# Condensation in Headlights



## TLC Snow Div. (Oct 28, 2007)

The last storm we had turned to rain and since then i got some condensation in the front left headlight of my truck and its fogged. The other head light is clear. Anybody know an easy way to dry it out?


----------



## Sydenstricker Landscaping (Dec 17, 2006)

I dunno, maybe take it off, if it is easy, and stick a hair dryer in the holes where the lights are. Maybe that would dry it. Or stick the truck inside for a bit and let some heat hit the light from like a torpedo heater. Dont do it too close or you could melt the lens


----------



## KGRlandscapeing (May 2, 2007)

once u dry it out u gotta seal the crap out of it


----------



## yancy (Aug 29, 2005)

Check the seal on the back of the original light and where you mounted the strobe the water is getting in somewhere you might want to think about replacing the seal on the stock light. I know my GMC has a little rubber diaphragm on the light if ford has those make sure it does not have a hole in it.


----------



## AbsoluteH&L (Jan 5, 2006)

You could put a small pin hole in the top or bottom to let the moisture evaperate or drain. Doubtful. Get it all sealed up so it won't happen again. Still doubtful. Or just leave the lights on till they dry out or your battery goes dead. Sorry thats the best I got, and no ones said that was very good


----------



## Grisi24 (Oct 19, 2005)

Well I use to install all sorts of these. There is normally two types a push in plug type hid-a-way strobe and a two screw mount. We almost always used the two screw type with a really good gasket and we always added silicon around the gasket. DON"T FORGET the standard plug on the strobe cables are not water proof. They will short out (I have seen it many times and have fixed it many times). You can use some sort of sealed connector. We used a product from Molex. They worked really well.


----------

_ _ _ _ _ _ _

PROBLEM 1
Collect every line in the entries that contains the string "arch".
The headlight thread and the entries have no connection to each other.

Excerpts from a pointing dataset:
_ _ _ _ _ _ _

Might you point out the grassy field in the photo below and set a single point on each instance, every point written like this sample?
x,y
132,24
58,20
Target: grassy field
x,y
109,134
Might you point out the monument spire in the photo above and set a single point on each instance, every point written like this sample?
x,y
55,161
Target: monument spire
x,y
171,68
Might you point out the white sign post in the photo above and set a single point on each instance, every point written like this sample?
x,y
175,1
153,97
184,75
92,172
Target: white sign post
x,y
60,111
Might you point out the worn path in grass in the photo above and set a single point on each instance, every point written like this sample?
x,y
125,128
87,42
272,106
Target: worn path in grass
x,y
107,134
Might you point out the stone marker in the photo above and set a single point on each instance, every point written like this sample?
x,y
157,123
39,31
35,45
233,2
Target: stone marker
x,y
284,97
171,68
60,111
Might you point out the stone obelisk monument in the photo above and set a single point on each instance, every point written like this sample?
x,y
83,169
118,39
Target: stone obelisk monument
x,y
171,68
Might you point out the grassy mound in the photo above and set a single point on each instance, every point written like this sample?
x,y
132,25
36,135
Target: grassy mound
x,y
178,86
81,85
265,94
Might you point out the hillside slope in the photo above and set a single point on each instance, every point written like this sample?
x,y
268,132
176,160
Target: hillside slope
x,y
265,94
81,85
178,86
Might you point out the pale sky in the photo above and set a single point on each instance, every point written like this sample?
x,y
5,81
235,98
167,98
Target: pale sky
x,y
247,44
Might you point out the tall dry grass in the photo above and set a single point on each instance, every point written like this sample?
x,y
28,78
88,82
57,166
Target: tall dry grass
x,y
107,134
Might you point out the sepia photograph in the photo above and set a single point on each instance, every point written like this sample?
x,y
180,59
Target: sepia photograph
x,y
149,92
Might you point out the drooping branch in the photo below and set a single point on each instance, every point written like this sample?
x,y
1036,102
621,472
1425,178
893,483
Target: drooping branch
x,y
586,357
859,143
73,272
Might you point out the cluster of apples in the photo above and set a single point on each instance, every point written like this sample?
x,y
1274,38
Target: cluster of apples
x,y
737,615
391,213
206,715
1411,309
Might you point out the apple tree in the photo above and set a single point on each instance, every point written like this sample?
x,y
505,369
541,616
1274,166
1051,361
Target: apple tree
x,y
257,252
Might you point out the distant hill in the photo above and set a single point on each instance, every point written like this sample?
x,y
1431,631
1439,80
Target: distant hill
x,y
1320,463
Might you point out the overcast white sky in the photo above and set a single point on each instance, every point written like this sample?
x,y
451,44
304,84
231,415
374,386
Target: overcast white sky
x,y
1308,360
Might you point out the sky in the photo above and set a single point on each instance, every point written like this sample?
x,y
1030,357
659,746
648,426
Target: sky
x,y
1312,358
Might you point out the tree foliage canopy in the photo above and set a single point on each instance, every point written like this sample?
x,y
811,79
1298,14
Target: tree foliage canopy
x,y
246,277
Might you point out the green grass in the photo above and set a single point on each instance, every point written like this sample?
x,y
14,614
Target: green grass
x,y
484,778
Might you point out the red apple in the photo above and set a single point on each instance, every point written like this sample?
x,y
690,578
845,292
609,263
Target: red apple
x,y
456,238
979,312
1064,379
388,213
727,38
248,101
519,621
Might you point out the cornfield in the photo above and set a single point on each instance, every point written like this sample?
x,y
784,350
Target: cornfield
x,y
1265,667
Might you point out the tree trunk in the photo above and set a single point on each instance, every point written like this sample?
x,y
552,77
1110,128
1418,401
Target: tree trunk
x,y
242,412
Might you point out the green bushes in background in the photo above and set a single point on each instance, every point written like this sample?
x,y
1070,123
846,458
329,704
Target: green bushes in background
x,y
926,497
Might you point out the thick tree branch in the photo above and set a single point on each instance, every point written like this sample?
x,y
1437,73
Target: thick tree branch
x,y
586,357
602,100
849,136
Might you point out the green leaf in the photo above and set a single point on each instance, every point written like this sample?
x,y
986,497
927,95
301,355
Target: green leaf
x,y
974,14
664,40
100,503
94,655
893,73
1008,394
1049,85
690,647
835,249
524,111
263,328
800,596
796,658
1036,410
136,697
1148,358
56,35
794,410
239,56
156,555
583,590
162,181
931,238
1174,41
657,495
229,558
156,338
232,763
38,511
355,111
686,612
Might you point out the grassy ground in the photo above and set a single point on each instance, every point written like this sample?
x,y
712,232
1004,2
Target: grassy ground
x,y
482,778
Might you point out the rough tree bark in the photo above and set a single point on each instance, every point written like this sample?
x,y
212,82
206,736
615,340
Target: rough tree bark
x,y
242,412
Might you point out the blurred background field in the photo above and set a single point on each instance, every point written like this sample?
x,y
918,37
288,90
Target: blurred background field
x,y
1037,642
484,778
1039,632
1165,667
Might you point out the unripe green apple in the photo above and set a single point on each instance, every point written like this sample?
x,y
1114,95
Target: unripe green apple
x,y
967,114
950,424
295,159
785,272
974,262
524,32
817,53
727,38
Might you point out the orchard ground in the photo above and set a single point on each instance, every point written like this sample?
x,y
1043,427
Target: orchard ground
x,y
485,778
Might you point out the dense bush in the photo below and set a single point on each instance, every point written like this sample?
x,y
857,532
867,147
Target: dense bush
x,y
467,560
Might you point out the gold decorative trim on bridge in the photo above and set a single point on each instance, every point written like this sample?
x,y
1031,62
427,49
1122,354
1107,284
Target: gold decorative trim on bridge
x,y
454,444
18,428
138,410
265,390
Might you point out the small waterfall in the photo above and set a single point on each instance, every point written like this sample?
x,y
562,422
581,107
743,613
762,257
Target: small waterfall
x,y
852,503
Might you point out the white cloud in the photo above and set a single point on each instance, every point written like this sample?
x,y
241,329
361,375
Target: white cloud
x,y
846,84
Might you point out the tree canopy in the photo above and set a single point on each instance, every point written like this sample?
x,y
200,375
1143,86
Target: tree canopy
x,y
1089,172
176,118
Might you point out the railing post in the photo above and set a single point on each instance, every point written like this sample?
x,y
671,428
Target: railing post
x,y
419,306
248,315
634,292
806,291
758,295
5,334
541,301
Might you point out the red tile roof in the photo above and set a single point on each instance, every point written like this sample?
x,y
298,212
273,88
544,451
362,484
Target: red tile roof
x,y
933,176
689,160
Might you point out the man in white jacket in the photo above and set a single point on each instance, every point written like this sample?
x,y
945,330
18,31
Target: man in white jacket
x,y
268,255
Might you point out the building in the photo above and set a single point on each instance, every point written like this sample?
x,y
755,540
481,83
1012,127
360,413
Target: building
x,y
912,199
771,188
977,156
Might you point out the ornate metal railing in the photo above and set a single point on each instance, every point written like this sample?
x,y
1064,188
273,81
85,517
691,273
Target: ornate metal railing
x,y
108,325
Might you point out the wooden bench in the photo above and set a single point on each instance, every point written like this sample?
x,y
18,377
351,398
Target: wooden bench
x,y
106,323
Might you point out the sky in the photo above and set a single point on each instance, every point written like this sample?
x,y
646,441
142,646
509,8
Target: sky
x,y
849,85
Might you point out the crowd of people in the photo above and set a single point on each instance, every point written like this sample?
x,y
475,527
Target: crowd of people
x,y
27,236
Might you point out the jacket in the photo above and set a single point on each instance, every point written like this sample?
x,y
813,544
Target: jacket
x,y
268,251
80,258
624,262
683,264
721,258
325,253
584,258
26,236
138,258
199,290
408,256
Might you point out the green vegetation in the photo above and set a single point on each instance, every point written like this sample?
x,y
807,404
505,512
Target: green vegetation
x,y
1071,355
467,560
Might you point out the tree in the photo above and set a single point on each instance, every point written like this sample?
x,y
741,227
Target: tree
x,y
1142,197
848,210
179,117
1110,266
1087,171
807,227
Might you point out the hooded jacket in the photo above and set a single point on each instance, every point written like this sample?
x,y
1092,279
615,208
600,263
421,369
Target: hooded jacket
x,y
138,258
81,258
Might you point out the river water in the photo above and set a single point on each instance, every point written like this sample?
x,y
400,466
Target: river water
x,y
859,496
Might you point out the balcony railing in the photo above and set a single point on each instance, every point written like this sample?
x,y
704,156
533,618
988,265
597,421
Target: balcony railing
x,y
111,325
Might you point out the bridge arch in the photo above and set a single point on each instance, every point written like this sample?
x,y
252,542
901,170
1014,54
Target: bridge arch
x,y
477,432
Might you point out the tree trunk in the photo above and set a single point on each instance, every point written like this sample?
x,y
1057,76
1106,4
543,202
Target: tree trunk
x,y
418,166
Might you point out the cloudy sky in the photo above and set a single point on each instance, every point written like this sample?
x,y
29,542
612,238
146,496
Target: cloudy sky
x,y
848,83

_ _ _ _ _ _ _

PROBLEM 2
Repeat the part of the headlight thread starting at "Check the seal" and ending at "(Jan 5, 2006)", word for word.

WORKED SOLUTION 1
Might you point out the bridge arch in the photo above and set a single point on each instance, every point written like this sample?
Target: bridge arch

WORKED SOLUTION 2
Check the seal on the back of the original light and where you mounted the strobe the water is getting in somewhere you might want to think about replacing the seal on the stock light. I know my GMC has a little rubber diaphragm on the light if ford has those make sure it does not have a hole in it.


----------



## AbsoluteH&L (Jan 5, 2006)